### Задание 1
Ответьте по фрагменту текста:
(а) В каком году умер Иван V?
(б) С кем была обвенчана Анна Иоанновна осенью 1710 г.?
(в) Как сейчас называется Митава?

Впрочем, неудержимое стремление москвичей XVII века к новшествам сказалось и на жизни московских женщин. К концу столетия времена стали постепенно меняться, и в кремлевских палатах появилась удивительная царевна Софья Алексеевна, чье правление стало прологом к продолжительному «женскому царству» XVIII столетия.

Анна Иоанновна

Петр резко переменил династическую политику. Правда, первый династический эксперимент он поставил не на своей семье, а на семье своего сводного брата Ивана V (младший из пяти сыновей царя Алексея Михайловича и его первой жены Марии Ильиничны Милославской, соправитель Петра I, женатый на Прасковье Федоровне Салтыковой). После его смерти в 1696 г. суровая и властная царица Прасковья сама растила и воспитывала трех дочерей — Екатерину, Анну и Прасковью.

Главное внимание уделялось хорошему питанию: мамушки и нянюшки выкормили царевен полными, статными девами. Выросшие в атмосфере предрассудков и суеверий, девушки верили в колдунов и вещунов, в приметы и чудеса. В соответствии с новыми веяниями их обучали истории и географии, чтению и каллиграфии, но полученные ими знания оставляли желать лучшего.

К своим дочерям Прасковья Федоровна относилась по-разному: старшую величала "свет-Катенькой" и любила до самозабвения, среднюю — Анну — не любила, а к младшей была совершенно равнодушна. Поэтому, когда Петр предложил ей выдать одну из дочерей замуж за курляндского герцога, царица выбрала Анну, а свою старшую любимицу оставила при себе.

Осенью 1710 г. Анна Иоанновна была обвенчана с Фридрихом Вильгельмом, герцогом Курляндским, розовощеким нежным юношей, близким родственником прусского короля. Союз с Курляндией имел для Петра I большое политическое значение. Дружеские отношения с этим европейским государством открывали перед ним возможность использовать его порты и удобные гавани для русской морской торговли.

Свадебные торжества продолжались почти два месяца. Царь лично спаивал жениха до состояния «пьяного немца», по его собственному выражению (а это ужасное состояние). Вследствие этого супружеская жизнь Анны Иоанновны продолжалась очень недолго. Фридрих Вильгельм внезапно заболел и умер, едва выехав из Петербурга. Молодой вдове приказали жить в Курляндии, которая была предметом постоянных споров между ее соседями — Россией, Швецией, Пруссией и Польшей. Чтобы упрочить положение Анны, в Митаве (ныне Елгава в Латвии) разместили полк русских солдат, а герцогиню решили снова выдать замуж.

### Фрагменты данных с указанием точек
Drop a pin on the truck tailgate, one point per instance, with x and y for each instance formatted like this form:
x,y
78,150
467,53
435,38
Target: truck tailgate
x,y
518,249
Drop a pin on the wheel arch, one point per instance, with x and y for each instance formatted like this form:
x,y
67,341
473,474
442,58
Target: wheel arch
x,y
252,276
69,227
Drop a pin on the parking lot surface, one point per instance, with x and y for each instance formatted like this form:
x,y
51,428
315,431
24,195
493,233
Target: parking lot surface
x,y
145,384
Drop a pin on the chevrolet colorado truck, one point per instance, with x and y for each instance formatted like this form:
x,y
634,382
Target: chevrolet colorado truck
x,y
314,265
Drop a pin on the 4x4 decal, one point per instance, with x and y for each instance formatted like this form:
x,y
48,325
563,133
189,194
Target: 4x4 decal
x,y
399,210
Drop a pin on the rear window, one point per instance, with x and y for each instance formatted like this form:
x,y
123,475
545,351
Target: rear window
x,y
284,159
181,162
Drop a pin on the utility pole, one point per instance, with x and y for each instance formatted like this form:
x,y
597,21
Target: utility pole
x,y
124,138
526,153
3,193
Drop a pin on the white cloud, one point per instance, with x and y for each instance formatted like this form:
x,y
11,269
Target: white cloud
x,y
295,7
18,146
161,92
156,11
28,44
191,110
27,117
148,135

---

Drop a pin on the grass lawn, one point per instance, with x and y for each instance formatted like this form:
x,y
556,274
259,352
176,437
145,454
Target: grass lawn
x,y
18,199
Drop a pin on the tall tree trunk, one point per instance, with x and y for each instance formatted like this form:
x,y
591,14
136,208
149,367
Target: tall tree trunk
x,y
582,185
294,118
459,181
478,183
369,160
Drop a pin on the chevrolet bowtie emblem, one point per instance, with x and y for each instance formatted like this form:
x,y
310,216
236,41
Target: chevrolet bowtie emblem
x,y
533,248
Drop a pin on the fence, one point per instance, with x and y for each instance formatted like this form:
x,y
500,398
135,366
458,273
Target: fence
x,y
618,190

### Задание 2
Извлеките из записей все строки, содержащие слово «truck».

### Ответ 1
(а) В 1696 г.
(б) С Фридрихом Вильгельмом, герцогом Курляндским.
(в) Елгава (в Латвии).

### Ответ 2
Drop a pin on the truck tailgate, one point per instance, with x and y for each instance formatted like this form:
Target: truck tailgate
Drop a pin on the chevrolet colorado truck, one point per instance, with x and y for each instance formatted like this form:
Target: chevrolet colorado truck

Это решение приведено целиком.